Nothing but the lines from the line with "Query: spanish flag" to the end of the records below should appear in the answer, each exactly as given.

Point localization data

-*-*-

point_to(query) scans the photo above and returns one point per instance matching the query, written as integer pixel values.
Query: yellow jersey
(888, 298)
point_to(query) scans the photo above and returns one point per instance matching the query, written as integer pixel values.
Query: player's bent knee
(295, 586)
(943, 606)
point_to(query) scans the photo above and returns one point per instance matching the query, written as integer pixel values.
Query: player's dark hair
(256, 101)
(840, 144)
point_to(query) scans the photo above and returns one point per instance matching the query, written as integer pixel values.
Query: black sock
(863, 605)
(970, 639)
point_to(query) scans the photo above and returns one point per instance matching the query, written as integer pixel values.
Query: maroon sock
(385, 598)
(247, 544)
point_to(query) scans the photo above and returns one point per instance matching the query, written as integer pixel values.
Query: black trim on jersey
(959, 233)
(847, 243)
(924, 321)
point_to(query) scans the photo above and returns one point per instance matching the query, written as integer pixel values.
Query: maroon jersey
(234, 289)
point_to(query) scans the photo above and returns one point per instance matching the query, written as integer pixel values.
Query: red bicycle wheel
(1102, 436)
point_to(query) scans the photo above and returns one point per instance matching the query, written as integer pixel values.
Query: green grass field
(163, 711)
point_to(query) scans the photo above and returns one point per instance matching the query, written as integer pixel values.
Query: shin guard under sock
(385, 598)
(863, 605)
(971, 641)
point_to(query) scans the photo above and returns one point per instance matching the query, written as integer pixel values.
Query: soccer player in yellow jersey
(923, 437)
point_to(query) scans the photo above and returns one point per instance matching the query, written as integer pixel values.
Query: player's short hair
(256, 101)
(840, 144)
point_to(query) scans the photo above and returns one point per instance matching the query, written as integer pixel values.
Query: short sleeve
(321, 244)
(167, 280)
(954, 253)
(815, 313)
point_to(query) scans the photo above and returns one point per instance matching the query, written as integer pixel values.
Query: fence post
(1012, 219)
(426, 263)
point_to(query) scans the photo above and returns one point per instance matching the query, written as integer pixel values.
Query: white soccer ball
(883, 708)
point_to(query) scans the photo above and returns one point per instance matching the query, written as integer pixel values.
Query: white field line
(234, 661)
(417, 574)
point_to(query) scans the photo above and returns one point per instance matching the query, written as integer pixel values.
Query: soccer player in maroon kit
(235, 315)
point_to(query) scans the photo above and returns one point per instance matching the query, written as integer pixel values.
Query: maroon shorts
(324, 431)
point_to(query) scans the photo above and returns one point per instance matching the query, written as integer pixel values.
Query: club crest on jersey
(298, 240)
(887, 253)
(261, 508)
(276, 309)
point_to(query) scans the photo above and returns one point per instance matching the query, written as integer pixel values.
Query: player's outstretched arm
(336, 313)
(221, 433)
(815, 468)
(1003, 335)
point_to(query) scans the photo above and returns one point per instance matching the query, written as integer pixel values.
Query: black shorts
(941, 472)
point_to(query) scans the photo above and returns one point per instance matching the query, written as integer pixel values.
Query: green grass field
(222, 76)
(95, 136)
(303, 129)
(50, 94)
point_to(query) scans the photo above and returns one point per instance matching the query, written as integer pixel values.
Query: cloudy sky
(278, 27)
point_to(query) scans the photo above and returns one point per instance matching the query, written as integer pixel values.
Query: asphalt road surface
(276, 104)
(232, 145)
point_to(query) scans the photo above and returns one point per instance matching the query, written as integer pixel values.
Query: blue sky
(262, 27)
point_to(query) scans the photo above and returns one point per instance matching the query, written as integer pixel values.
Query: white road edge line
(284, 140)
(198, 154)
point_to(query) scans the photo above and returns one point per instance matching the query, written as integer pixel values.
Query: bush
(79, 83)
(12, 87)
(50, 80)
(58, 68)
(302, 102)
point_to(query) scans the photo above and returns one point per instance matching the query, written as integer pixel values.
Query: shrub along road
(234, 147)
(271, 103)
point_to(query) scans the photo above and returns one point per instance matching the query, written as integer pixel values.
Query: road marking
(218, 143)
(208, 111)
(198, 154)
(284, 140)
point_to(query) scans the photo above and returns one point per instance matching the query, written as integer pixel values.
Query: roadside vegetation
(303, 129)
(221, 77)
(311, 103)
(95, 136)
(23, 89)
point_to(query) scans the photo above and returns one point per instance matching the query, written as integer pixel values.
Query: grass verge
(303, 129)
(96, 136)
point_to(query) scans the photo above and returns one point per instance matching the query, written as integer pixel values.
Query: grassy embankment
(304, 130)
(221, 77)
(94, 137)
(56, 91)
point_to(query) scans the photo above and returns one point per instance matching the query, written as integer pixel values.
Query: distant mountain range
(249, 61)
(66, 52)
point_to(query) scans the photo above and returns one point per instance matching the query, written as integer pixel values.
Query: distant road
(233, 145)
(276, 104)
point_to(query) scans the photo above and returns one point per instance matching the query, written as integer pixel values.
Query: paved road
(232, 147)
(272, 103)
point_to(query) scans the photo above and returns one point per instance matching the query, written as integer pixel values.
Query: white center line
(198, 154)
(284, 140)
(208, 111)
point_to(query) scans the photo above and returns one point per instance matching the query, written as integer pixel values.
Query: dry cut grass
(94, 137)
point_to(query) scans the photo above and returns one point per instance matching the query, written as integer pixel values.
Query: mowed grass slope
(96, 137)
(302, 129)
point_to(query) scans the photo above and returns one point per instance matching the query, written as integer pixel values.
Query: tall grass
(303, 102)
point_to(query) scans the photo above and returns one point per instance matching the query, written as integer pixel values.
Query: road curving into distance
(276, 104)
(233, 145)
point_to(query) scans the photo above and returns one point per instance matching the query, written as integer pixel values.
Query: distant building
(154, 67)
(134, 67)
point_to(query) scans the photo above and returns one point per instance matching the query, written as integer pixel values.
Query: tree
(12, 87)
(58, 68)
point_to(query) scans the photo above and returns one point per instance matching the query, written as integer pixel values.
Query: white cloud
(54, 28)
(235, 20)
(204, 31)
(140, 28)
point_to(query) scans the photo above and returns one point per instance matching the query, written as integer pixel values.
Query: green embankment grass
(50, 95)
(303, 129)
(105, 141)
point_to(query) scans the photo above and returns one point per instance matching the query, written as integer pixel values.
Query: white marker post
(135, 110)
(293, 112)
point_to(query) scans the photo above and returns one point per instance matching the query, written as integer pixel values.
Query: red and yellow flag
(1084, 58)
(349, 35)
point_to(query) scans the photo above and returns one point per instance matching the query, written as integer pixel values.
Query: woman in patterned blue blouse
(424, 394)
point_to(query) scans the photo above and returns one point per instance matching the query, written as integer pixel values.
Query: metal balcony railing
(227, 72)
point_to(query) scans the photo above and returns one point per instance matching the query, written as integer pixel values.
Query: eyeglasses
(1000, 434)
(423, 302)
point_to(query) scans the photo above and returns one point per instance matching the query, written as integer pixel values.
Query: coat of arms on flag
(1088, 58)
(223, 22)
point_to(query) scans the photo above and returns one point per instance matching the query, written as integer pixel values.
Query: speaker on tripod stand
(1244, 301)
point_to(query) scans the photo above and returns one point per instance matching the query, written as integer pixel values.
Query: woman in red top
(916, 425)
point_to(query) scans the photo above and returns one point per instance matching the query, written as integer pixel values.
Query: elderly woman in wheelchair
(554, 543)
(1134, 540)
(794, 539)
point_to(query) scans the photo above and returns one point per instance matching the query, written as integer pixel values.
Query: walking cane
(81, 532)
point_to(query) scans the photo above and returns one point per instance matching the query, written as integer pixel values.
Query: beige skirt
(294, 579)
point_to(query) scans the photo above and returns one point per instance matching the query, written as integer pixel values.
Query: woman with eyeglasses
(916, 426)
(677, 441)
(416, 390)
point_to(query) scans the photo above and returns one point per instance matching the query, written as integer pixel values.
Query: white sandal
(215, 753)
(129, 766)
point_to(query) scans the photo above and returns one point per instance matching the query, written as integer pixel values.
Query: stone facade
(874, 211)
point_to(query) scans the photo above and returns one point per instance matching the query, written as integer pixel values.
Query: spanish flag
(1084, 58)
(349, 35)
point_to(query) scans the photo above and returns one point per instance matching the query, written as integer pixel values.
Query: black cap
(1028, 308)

-*-*-

SOLUTION —
Query: spanish flag
(1084, 58)
(349, 35)
point_to(query) scans the photo above and returns one point per instance matching the query, written as integer pixel values.
Query: black cap
(1028, 308)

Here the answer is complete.